Data for the task Start Marker
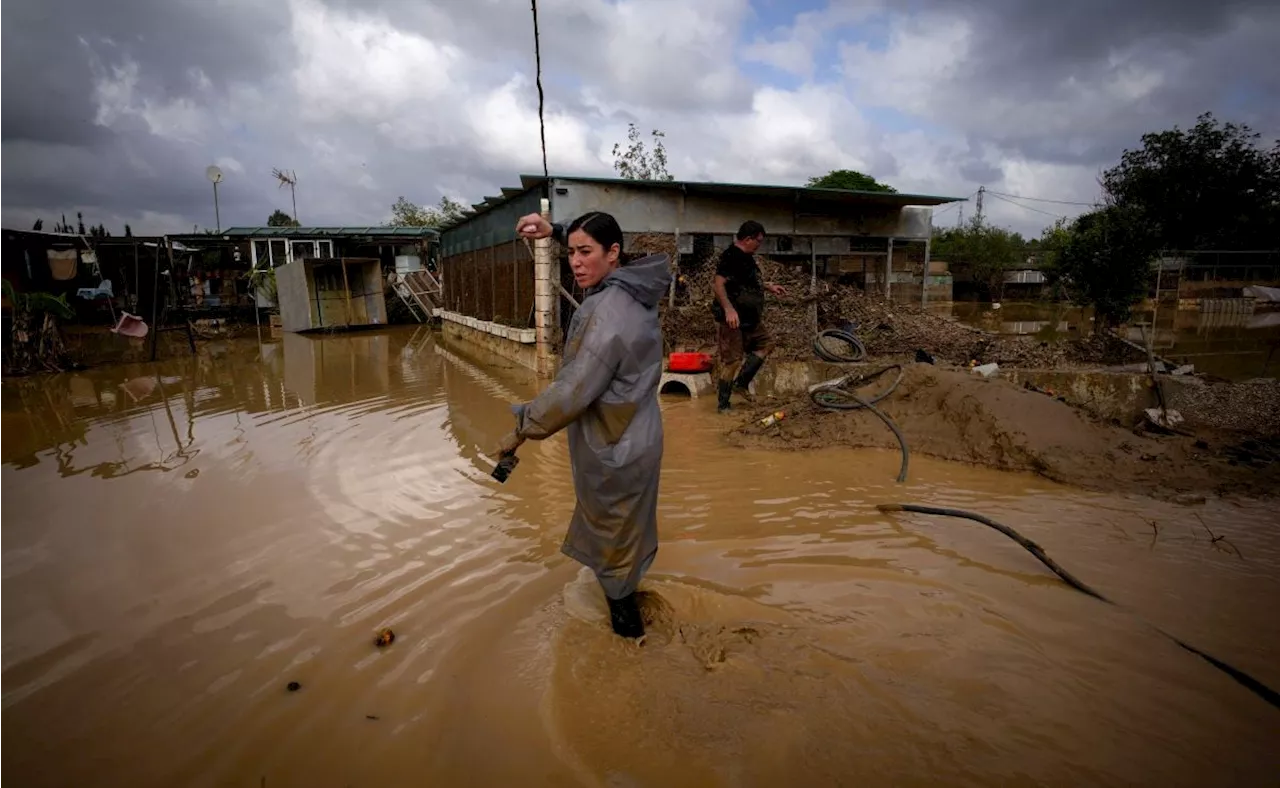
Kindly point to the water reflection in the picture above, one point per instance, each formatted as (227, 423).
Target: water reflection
(1234, 346)
(301, 494)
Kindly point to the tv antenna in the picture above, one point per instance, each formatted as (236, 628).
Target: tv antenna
(215, 177)
(289, 179)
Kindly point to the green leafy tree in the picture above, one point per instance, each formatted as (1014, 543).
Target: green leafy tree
(850, 181)
(1104, 260)
(984, 251)
(636, 163)
(1208, 187)
(406, 214)
(279, 219)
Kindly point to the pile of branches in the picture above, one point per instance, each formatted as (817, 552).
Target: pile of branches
(885, 328)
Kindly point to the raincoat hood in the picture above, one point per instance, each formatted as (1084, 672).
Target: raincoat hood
(645, 279)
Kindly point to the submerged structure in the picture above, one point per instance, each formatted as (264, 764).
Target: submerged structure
(515, 299)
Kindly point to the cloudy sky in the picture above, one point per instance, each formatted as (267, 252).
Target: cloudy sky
(115, 109)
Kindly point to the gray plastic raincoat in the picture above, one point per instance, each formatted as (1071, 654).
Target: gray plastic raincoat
(607, 397)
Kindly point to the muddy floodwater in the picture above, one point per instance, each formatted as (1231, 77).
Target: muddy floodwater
(1234, 346)
(182, 540)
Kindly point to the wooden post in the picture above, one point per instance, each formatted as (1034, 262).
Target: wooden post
(813, 280)
(888, 271)
(545, 294)
(155, 306)
(924, 276)
(346, 287)
(173, 285)
(675, 260)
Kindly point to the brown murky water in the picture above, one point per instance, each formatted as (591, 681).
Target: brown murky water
(182, 540)
(1230, 346)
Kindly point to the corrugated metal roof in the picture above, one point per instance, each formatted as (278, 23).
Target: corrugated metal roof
(711, 188)
(704, 187)
(374, 232)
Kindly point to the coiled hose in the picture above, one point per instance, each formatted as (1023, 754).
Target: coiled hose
(839, 394)
(1247, 681)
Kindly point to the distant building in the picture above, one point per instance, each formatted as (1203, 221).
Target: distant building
(878, 239)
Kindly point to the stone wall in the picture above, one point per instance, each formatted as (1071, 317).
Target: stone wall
(506, 342)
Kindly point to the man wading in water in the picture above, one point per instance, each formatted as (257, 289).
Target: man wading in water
(606, 395)
(739, 310)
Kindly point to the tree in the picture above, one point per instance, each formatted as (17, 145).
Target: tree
(1104, 260)
(984, 251)
(279, 219)
(851, 181)
(639, 164)
(406, 214)
(1210, 187)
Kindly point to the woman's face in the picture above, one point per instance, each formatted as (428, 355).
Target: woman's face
(589, 260)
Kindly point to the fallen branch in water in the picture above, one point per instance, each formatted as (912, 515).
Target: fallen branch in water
(1215, 537)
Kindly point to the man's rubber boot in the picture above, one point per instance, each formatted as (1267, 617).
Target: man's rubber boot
(723, 392)
(750, 366)
(625, 615)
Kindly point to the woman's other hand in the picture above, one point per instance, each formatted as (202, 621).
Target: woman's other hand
(510, 443)
(534, 227)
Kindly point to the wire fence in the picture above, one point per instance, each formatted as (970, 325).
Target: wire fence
(494, 283)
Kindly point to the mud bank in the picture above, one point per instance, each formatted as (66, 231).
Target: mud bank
(958, 416)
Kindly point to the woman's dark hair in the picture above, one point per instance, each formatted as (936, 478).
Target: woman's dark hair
(600, 227)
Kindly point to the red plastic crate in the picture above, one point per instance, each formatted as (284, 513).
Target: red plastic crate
(689, 362)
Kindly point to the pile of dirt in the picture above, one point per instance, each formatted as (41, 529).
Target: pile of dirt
(886, 329)
(959, 416)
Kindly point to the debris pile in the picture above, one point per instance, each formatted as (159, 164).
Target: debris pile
(886, 329)
(955, 415)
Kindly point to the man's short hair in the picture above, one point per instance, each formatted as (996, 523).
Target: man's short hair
(750, 229)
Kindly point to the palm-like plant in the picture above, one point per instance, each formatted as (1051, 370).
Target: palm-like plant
(33, 346)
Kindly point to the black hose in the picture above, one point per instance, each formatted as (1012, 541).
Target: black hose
(1247, 681)
(839, 395)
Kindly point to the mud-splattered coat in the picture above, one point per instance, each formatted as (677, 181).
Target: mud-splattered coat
(607, 397)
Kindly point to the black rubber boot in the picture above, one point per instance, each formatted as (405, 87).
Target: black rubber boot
(625, 615)
(723, 392)
(750, 366)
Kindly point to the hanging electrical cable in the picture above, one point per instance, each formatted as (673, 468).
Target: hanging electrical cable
(538, 63)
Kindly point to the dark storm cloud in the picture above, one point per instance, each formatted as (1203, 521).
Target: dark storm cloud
(55, 157)
(1034, 76)
(588, 41)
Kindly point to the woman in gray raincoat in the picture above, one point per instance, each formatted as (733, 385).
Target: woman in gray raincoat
(606, 397)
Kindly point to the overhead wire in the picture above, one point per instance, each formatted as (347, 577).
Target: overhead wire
(1041, 198)
(954, 205)
(1024, 206)
(538, 62)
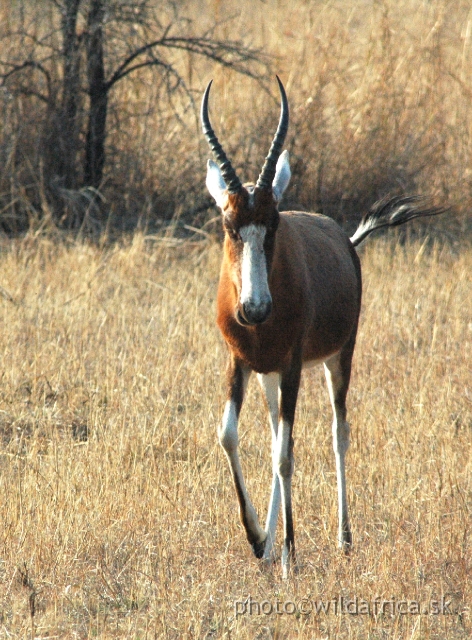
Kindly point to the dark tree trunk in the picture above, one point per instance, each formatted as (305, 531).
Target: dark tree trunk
(98, 97)
(70, 95)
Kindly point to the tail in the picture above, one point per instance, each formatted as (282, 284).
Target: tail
(391, 213)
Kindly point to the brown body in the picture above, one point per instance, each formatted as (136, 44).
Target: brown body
(289, 294)
(315, 282)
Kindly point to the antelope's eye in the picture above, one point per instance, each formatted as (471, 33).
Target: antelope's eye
(231, 231)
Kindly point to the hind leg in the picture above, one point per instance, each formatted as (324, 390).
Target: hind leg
(338, 373)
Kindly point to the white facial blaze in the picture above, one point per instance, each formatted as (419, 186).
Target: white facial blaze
(254, 284)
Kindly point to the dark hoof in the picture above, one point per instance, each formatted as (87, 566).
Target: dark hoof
(258, 549)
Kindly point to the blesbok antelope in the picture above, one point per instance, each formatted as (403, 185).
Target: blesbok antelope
(289, 295)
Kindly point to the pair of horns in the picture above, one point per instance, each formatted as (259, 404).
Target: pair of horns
(267, 174)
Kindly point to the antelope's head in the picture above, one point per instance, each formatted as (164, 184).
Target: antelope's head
(250, 215)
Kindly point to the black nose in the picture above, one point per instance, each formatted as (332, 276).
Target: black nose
(256, 314)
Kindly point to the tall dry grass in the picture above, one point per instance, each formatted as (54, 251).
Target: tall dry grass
(118, 517)
(380, 96)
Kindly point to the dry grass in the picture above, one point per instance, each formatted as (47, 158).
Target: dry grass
(380, 96)
(118, 515)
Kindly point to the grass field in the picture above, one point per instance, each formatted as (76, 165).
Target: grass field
(118, 516)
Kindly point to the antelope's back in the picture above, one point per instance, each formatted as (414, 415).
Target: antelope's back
(322, 269)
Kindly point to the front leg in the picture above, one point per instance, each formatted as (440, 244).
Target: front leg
(290, 383)
(237, 379)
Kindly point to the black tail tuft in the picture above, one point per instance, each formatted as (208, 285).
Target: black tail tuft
(392, 212)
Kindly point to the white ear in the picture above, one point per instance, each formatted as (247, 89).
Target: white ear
(282, 176)
(215, 183)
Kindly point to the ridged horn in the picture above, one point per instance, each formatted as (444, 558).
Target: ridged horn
(267, 174)
(232, 181)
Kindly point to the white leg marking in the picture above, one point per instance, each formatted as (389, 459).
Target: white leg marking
(340, 442)
(284, 471)
(228, 437)
(270, 385)
(254, 284)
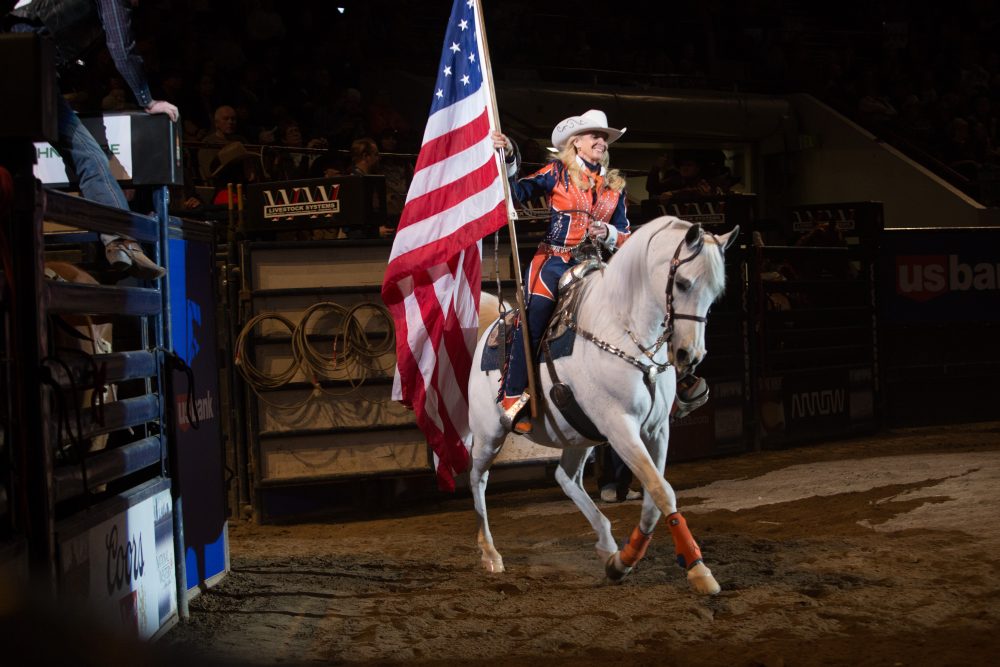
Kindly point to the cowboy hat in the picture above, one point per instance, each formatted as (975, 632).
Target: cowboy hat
(590, 121)
(232, 153)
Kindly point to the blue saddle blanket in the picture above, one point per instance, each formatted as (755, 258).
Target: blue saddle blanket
(491, 361)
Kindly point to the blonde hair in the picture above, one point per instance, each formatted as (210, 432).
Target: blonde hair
(613, 179)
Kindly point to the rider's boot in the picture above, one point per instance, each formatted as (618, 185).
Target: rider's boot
(692, 393)
(513, 416)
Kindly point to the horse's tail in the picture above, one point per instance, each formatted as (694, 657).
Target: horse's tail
(489, 311)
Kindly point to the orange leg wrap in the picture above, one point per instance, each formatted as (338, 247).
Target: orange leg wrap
(635, 547)
(687, 549)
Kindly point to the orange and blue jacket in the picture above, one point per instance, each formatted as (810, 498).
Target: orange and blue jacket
(574, 209)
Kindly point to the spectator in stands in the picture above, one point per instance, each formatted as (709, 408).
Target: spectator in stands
(75, 143)
(365, 161)
(286, 164)
(398, 170)
(683, 181)
(875, 110)
(224, 133)
(234, 164)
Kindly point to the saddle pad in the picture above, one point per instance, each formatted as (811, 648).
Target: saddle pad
(491, 360)
(561, 346)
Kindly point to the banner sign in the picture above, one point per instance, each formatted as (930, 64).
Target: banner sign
(317, 203)
(940, 275)
(114, 132)
(123, 568)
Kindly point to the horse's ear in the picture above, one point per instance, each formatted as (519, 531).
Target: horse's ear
(694, 237)
(731, 238)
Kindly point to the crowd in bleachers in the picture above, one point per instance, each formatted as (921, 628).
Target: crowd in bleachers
(308, 75)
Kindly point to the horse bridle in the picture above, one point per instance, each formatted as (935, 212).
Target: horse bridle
(654, 368)
(667, 325)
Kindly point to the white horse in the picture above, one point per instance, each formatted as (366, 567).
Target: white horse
(639, 323)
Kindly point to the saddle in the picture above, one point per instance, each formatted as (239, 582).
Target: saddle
(557, 342)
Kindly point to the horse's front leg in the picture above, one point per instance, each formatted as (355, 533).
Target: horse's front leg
(569, 474)
(484, 452)
(659, 499)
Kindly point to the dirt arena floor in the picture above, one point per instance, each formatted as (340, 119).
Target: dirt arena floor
(874, 551)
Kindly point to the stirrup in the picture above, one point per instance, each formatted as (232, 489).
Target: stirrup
(509, 420)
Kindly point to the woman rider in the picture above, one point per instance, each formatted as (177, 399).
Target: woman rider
(587, 201)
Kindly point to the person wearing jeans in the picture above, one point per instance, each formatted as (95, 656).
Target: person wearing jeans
(62, 21)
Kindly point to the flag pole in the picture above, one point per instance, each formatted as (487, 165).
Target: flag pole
(511, 226)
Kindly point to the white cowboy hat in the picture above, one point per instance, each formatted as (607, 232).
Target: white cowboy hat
(590, 121)
(230, 153)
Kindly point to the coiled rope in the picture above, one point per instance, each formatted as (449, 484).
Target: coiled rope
(350, 355)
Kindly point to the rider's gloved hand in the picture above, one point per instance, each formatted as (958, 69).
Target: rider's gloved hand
(161, 106)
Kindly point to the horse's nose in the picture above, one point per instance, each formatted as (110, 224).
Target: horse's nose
(687, 358)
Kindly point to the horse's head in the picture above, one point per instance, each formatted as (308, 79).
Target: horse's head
(684, 274)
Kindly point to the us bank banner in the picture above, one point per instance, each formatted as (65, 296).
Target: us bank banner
(122, 570)
(114, 133)
(940, 275)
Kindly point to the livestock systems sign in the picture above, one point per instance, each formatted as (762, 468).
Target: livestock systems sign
(142, 149)
(122, 569)
(318, 203)
(940, 275)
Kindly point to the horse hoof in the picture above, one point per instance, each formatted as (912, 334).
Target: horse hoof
(615, 569)
(701, 580)
(493, 565)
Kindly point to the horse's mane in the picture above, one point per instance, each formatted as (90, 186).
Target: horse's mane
(627, 274)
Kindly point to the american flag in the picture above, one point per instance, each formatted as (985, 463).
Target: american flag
(432, 283)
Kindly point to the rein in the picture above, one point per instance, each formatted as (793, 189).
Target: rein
(653, 368)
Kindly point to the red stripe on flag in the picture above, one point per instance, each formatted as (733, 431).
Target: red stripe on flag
(441, 249)
(455, 141)
(449, 195)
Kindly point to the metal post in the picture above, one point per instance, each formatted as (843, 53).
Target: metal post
(164, 340)
(36, 434)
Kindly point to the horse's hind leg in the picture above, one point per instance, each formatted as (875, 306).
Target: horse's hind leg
(484, 452)
(569, 474)
(661, 494)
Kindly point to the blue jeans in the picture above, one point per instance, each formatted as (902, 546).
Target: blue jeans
(80, 150)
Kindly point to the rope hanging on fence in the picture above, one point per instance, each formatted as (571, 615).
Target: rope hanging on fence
(350, 356)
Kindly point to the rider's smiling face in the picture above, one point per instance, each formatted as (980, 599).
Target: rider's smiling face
(591, 146)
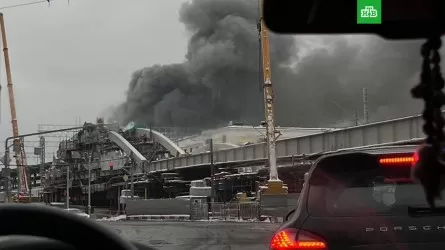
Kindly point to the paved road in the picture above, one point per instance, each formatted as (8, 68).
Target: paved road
(197, 235)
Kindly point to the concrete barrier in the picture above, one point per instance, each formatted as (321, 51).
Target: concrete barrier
(158, 207)
(278, 205)
(159, 217)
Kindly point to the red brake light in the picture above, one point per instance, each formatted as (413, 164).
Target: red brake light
(296, 239)
(400, 160)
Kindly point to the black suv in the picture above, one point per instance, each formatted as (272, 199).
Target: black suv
(363, 199)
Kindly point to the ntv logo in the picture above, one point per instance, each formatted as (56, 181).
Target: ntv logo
(369, 12)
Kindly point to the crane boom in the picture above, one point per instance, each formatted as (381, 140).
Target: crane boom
(275, 185)
(19, 150)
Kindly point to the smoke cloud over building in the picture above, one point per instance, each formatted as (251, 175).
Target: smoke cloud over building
(220, 80)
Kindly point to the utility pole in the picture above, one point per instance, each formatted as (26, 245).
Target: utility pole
(68, 186)
(365, 105)
(212, 171)
(42, 159)
(355, 117)
(275, 185)
(89, 181)
(133, 165)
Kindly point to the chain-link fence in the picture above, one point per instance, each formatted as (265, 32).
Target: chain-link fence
(225, 211)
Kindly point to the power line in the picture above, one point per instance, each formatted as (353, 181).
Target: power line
(26, 4)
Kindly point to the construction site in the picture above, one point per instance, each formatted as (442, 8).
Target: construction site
(95, 164)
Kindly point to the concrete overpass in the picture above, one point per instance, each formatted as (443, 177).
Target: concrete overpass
(402, 129)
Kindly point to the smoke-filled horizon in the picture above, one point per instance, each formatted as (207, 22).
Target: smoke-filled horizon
(220, 79)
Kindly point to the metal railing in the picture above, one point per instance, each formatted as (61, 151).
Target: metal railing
(225, 211)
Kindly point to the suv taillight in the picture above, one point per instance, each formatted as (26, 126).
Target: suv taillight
(289, 238)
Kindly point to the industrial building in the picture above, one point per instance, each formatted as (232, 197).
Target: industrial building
(154, 166)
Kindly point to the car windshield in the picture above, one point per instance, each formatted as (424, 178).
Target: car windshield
(177, 110)
(343, 188)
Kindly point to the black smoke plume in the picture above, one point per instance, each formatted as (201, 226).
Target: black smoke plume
(220, 79)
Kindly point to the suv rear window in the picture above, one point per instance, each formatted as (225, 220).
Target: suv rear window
(358, 184)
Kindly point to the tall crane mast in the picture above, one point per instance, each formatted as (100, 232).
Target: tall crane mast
(19, 149)
(274, 185)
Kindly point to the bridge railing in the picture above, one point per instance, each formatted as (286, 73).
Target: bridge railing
(402, 129)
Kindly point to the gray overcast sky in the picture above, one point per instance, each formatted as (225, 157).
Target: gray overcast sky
(76, 59)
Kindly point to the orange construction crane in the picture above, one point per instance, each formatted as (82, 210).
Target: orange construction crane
(19, 149)
(274, 186)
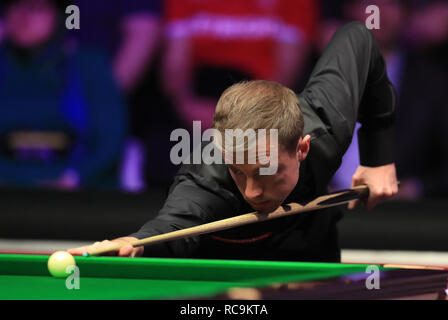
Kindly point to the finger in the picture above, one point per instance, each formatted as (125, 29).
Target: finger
(353, 204)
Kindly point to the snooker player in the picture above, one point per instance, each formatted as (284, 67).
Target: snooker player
(348, 84)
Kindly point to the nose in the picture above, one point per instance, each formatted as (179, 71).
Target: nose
(253, 189)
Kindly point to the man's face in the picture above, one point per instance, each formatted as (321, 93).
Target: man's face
(265, 193)
(30, 23)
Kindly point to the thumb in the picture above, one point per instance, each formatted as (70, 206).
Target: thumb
(126, 251)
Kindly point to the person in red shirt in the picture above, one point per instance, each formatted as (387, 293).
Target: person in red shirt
(211, 44)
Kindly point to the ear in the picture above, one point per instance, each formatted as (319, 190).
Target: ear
(303, 147)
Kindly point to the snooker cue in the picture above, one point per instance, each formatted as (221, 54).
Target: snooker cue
(322, 202)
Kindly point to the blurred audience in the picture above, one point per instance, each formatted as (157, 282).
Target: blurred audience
(211, 44)
(129, 31)
(2, 30)
(422, 147)
(63, 118)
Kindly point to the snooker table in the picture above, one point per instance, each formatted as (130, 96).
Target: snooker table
(26, 277)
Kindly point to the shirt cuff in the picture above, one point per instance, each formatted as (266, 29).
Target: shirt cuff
(376, 148)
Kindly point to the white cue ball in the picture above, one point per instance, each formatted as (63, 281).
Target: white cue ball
(58, 263)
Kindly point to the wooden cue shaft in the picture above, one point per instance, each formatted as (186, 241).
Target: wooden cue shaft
(321, 202)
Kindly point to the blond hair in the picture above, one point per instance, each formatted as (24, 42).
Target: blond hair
(261, 104)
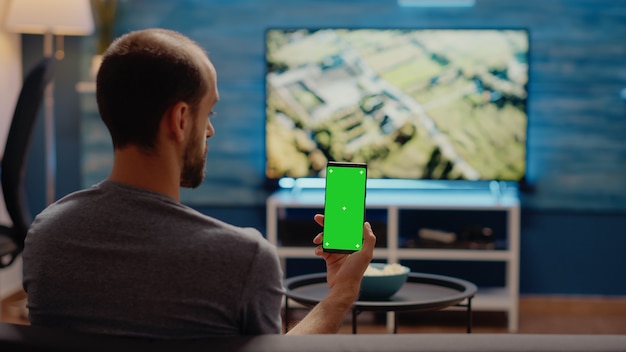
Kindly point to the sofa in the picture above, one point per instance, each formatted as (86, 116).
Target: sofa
(14, 337)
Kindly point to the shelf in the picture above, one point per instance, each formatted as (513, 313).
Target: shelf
(455, 254)
(415, 205)
(420, 254)
(405, 199)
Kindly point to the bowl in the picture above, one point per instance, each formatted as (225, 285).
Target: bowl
(381, 281)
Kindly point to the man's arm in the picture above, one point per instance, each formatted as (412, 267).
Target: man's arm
(344, 274)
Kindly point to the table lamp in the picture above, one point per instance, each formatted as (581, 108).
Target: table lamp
(50, 18)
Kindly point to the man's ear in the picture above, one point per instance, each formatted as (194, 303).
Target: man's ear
(177, 120)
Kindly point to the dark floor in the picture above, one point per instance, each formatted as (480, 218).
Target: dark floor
(538, 314)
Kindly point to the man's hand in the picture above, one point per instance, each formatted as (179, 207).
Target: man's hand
(346, 269)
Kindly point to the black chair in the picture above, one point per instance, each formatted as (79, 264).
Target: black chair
(15, 159)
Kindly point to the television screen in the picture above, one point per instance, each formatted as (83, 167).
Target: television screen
(411, 103)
Data for the task End Marker
▶ What the task requires:
Starting with the line that has "Kindly point to the white leg" and ending with the line that has "Kindly point to the rider's boot", repeat the lines above exactly, omitting every picture.

▶ Written response:
Kindly point to the white leg marking in the picture above, one point per instance, each formatted as (389, 459).
Target: white leg marking
(340, 442)
(284, 471)
(228, 437)
(270, 385)
(254, 284)
Kindly point to the cowboy hat in the picture above, one point per instance, each formatted as (975, 632).
Target: cowboy hat
(590, 121)
(232, 153)
Kindly point to the blue saddle blanket in the picture above, one point per instance, each formatted as (755, 258).
Target: blue saddle blanket
(491, 361)
Kindly point to the blonde hair in the picture above, one point per instance, each formatted as (210, 432).
Target: blonde hair
(613, 179)
Kindly point to the rider's boot in the picture above, one point per instance, each formatted as (618, 185).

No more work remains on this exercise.